Begin Exercise input

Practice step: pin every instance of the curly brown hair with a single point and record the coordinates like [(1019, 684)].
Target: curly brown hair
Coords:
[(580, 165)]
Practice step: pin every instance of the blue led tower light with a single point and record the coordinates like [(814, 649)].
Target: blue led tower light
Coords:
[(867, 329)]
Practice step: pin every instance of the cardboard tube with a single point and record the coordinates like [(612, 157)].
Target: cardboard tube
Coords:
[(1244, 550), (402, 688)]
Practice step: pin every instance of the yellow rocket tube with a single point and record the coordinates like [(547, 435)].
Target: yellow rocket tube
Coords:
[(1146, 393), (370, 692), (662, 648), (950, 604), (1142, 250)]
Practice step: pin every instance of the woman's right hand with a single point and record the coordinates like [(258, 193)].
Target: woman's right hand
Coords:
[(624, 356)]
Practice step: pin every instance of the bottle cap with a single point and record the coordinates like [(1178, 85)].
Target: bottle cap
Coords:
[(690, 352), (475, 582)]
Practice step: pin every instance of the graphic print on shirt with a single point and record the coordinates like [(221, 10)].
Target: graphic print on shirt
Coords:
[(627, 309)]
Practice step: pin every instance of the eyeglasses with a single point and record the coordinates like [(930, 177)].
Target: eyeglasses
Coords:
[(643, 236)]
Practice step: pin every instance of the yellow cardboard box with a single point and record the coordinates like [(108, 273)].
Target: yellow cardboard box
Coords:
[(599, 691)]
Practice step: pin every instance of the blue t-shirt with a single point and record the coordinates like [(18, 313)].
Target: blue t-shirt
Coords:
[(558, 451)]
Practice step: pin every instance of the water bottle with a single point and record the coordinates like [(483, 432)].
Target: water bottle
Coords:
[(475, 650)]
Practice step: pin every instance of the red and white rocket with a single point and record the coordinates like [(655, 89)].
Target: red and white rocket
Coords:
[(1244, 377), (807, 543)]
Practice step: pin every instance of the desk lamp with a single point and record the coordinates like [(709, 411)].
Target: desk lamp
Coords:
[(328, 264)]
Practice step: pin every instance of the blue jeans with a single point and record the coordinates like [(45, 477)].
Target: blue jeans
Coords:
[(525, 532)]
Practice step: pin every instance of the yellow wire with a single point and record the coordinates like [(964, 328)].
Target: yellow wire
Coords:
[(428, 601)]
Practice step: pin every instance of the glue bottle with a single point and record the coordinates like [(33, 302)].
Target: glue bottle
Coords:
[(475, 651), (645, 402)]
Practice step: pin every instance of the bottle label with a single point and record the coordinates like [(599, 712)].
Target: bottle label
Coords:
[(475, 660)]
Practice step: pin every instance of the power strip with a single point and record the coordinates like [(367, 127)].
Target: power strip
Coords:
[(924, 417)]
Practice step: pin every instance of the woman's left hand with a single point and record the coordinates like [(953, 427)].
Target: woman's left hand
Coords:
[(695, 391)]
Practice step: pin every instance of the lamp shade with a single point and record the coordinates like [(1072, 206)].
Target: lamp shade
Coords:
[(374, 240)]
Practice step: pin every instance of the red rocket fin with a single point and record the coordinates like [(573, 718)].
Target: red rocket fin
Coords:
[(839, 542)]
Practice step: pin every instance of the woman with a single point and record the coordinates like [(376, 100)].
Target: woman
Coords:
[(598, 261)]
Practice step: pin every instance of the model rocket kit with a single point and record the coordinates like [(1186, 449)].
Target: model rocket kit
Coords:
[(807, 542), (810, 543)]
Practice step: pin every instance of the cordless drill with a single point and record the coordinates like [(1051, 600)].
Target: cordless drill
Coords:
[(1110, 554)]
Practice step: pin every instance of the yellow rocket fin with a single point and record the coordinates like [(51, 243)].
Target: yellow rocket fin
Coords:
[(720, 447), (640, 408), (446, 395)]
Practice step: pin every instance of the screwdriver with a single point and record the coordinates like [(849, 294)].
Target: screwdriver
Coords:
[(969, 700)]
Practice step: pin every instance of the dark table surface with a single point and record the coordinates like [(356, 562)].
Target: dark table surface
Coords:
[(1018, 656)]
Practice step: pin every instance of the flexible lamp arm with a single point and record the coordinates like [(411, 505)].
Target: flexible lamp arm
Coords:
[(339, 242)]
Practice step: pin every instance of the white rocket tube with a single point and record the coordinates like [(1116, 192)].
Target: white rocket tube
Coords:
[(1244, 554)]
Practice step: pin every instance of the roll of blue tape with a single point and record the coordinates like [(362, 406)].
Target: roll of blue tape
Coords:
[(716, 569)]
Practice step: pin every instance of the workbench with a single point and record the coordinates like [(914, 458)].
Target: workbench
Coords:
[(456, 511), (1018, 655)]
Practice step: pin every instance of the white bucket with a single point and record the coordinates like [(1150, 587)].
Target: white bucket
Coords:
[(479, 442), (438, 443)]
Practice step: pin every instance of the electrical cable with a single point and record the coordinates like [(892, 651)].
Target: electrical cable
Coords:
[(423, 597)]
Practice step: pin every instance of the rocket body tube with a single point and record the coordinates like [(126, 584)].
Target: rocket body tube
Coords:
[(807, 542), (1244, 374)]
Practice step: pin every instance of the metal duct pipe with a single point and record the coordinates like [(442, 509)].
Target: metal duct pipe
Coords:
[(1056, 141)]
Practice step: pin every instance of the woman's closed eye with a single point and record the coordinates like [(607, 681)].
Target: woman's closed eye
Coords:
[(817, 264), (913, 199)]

End Exercise input
Begin Exercise input

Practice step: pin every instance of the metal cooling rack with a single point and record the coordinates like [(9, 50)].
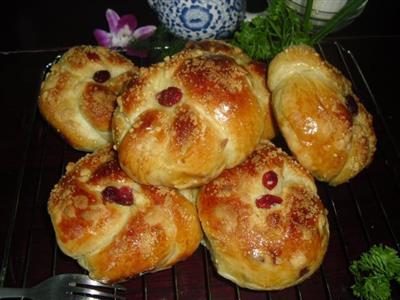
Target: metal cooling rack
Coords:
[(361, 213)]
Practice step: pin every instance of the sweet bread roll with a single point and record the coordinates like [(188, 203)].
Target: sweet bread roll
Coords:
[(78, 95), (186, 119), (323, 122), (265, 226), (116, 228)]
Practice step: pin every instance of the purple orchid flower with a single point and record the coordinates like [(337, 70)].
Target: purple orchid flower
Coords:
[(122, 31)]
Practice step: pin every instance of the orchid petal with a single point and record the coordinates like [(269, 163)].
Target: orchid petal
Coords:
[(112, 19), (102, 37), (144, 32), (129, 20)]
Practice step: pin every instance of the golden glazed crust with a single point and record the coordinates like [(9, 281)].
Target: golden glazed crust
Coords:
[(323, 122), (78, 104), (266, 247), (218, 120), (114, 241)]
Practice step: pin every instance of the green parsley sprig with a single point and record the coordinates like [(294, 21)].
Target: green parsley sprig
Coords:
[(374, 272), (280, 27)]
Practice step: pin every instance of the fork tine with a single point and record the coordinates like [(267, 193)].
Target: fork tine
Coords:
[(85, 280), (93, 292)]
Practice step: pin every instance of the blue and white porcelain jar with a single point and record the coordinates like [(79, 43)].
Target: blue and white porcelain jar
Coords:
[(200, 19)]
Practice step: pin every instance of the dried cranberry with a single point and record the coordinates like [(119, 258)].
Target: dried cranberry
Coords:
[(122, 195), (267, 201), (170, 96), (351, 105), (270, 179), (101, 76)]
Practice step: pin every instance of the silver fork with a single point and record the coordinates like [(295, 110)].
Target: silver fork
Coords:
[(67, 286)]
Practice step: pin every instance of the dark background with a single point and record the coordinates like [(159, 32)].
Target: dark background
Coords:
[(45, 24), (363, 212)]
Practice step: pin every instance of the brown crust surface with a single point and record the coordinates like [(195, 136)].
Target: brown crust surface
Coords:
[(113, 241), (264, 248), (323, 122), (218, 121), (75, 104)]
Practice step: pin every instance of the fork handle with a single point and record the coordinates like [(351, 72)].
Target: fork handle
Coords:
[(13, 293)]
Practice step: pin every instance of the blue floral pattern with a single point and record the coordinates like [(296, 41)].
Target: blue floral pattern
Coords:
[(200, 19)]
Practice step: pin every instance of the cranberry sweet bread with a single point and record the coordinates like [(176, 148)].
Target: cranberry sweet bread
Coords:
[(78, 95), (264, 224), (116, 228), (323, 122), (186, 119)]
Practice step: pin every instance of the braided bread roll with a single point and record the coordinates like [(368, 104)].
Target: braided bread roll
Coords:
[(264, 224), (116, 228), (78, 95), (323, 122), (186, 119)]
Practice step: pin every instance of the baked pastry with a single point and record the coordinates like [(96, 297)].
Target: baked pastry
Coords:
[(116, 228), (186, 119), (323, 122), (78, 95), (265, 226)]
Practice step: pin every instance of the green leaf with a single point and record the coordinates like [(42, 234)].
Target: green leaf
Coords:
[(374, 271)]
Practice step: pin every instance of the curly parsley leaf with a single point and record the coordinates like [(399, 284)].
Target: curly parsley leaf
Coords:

End Exercise input

Between the lines holding "Practice step: pin every instance of the cordless" and "[(720, 447), (640, 408), (446, 395)]", inclusive, swap "Target" for "Object" and give those lines again with nothing else changed.

Practice step: pin every instance of the cordless drill with a single point and record the coordinates like [(1051, 600)].
Object: cordless drill
Coords:
[(1110, 554)]
Practice step: pin every instance of the yellow rocket fin with a single point and record the coordinates like [(51, 243)].
Object: yellow rocket fin
Coords:
[(720, 447), (640, 408), (446, 395)]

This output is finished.